* TASK TO COMPLETE
Arrange the lines below as a numbered list, leaving out any blank lines, from the line with "Mark each instance of the vertical" to the line with "x=434 y=246", including both.

* INFORMATION SUPPLIED
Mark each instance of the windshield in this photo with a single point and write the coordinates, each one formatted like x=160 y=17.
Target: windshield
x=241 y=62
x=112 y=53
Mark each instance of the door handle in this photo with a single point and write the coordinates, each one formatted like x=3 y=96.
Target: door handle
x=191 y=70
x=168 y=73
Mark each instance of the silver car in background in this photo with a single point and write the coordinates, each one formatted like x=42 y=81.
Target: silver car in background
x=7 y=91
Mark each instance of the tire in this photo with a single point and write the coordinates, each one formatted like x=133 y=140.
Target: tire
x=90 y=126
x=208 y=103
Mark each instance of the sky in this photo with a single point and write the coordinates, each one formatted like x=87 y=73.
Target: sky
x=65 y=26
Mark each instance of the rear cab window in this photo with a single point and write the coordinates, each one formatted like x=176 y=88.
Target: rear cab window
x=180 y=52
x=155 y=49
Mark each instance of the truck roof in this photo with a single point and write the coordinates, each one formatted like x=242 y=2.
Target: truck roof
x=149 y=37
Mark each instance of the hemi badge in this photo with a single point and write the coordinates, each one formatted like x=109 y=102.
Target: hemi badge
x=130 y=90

* * *

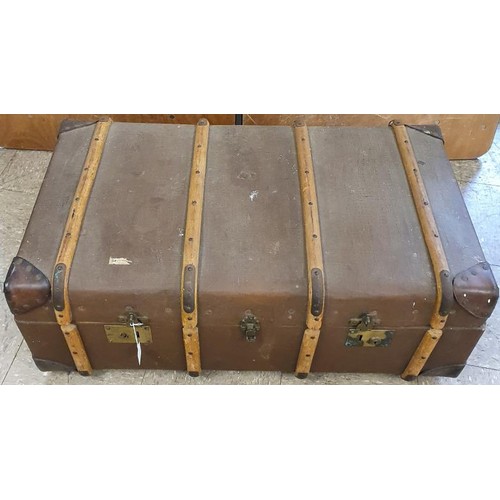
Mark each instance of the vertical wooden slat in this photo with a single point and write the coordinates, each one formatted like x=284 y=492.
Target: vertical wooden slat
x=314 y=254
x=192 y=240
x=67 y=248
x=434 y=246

* IN RESPONSE
1. Mark each instance of the vertical wooden slat in this photo with a single point and write the coordinates, each one formatted like x=284 y=492.
2. Target: vertical wooden slat
3. x=314 y=254
4. x=192 y=240
5. x=67 y=248
6. x=434 y=246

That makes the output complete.